> [EXTRAIT FOURNI]:
********************

Vous croyez que les économistes n'en ont que pour les chiffres et les équations longues comme le bras? Tout le laisse croire, lorsqu'on les voit étayer leurs solutions techniques pour répondre aux problèmes économiques actuels. «Pourtant, tous les économistes, depuis Turgot et Adam Smith, au XVIIIe siècle, en passant par Marx, Stuart Mills, Alfred Marshall et Keynes, ont été des gens très préoccupés par les questions éthiques. Le grand risque de la période actuelle, ce serait qu'une seule valeur compte, non pas une valeur éthique, malheureusement, mais une valeur qui a la forme trébuchante de l'argent, qui est en train de devenir le critère de tout.»
Professeur d'économie à l'Université de Paris VII (Jussieu), Michel Beaud connaît par coeur les litanies néolibérales. Coauteur, avec Gilles Dostaler, professeur à l'UQAM, d'un ouvrage important sur La Pensée économique depuis Keynes, il s'oppose avec force à la tendance actuelle de couper l'économique du politique et de l'éthique.

********************

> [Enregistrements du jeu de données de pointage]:
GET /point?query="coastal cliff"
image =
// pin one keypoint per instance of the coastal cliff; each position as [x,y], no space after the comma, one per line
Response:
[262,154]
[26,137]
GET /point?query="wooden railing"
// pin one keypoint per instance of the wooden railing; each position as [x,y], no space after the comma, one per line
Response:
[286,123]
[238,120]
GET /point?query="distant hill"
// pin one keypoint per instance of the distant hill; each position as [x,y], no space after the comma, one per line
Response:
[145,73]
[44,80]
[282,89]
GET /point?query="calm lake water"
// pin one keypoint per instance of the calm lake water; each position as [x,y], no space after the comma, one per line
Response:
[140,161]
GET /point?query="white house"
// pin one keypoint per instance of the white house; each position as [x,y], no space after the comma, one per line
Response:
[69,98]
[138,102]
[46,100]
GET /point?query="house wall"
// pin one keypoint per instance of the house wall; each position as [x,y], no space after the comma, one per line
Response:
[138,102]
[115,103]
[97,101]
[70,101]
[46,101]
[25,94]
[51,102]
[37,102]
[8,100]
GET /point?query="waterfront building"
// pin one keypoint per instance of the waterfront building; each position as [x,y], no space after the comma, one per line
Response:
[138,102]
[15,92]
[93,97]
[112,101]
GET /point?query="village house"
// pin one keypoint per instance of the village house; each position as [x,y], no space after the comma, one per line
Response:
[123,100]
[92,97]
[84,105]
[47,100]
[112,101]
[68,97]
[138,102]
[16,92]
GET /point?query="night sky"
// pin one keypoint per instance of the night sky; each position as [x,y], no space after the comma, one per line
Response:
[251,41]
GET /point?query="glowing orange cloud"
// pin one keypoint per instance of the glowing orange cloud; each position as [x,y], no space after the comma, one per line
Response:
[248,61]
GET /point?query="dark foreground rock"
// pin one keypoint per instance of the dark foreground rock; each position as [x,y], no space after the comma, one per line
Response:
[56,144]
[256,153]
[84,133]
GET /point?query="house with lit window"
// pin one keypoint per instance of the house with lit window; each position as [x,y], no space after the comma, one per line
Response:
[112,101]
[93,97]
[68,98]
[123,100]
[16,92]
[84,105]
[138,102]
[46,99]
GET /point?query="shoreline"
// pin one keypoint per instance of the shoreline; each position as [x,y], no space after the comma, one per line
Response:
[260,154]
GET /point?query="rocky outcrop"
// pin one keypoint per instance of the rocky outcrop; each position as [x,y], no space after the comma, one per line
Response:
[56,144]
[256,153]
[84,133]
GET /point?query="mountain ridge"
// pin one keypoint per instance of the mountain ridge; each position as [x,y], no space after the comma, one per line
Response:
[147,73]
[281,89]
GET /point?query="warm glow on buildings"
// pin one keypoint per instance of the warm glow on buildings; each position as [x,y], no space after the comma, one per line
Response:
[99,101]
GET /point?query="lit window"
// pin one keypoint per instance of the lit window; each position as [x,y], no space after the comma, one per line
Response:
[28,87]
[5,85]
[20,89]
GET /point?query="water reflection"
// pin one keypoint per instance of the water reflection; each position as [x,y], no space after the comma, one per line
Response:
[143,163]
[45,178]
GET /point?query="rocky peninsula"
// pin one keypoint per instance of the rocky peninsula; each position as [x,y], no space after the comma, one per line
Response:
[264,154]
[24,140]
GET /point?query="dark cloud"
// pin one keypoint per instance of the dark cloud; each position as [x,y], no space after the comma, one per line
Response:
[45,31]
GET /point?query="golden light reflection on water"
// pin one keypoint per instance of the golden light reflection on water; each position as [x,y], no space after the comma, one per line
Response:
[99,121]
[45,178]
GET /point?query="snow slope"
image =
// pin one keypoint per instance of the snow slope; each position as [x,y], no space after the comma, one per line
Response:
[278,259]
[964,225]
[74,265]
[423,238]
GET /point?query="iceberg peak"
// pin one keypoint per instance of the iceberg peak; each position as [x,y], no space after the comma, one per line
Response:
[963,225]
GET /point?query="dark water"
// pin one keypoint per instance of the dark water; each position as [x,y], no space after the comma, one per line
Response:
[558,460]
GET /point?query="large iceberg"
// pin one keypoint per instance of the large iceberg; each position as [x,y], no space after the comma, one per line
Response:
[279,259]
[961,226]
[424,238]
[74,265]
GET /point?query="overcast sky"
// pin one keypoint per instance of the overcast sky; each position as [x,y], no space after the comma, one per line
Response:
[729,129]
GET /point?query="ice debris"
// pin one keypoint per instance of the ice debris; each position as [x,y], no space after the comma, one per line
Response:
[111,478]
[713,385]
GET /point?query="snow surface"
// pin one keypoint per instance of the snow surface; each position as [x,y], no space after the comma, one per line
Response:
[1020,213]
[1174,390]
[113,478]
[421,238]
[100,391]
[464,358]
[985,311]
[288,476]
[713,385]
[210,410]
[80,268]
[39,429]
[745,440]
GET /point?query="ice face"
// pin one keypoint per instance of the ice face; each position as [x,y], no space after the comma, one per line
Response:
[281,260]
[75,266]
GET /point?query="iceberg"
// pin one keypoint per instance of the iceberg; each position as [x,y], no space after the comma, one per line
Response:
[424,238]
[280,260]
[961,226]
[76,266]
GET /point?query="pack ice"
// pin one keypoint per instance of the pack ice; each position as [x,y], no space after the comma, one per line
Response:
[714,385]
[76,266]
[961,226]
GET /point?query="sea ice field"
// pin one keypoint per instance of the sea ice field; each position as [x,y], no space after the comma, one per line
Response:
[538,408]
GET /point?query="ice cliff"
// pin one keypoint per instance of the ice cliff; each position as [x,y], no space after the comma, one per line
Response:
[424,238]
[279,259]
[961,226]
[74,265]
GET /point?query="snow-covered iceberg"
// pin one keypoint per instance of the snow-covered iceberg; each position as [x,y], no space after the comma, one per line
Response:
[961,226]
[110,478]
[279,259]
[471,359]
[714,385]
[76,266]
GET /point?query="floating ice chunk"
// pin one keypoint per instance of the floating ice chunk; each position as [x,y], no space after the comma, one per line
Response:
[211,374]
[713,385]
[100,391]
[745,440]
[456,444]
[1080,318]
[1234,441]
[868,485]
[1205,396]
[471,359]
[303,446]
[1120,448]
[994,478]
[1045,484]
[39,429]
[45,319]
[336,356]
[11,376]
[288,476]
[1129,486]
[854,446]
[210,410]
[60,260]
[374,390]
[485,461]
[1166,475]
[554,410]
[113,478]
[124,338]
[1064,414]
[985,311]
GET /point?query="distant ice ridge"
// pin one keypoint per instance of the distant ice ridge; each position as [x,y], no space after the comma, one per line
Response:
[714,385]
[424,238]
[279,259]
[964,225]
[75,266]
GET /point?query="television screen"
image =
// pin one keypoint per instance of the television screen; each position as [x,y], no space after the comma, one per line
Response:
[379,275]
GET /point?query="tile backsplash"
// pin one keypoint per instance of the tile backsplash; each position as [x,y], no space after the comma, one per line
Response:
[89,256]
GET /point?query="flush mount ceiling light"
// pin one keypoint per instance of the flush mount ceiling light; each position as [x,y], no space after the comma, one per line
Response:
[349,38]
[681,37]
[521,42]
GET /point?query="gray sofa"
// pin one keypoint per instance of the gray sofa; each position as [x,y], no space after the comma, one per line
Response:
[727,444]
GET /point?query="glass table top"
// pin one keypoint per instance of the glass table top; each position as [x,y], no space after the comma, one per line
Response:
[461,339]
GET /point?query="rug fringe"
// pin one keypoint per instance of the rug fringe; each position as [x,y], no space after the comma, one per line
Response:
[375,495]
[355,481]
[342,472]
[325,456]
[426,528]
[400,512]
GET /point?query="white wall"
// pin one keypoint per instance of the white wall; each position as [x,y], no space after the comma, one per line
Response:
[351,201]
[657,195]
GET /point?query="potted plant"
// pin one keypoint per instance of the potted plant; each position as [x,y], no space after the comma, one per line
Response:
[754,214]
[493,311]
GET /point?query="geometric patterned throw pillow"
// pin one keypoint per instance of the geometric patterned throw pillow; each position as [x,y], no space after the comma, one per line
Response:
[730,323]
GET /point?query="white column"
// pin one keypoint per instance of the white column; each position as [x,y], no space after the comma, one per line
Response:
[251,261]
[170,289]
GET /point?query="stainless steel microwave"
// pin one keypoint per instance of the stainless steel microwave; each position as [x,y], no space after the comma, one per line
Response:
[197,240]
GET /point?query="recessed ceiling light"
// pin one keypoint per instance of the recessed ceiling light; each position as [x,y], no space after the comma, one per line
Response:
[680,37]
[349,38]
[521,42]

********************

> [CONSIGNE ÉCRITE A]:
Énumérez tous les économistes nommés dans la citation entre guillemets de l'extrait fourni.
> [CONSIGNE ÉCRITE B]:
Indiquez seulement le nombre de lignes du listing qui contiennent la chaîne "geometric", en tenant compte de la casse.

> [RÉSULTAT DE L'EXERCICE A]:
Turgot
Adam Smith
Marx
Stuart Mills
Alfred Marshall
Keynes

> [RÉSULTAT DE L'EXERCICE B]:
2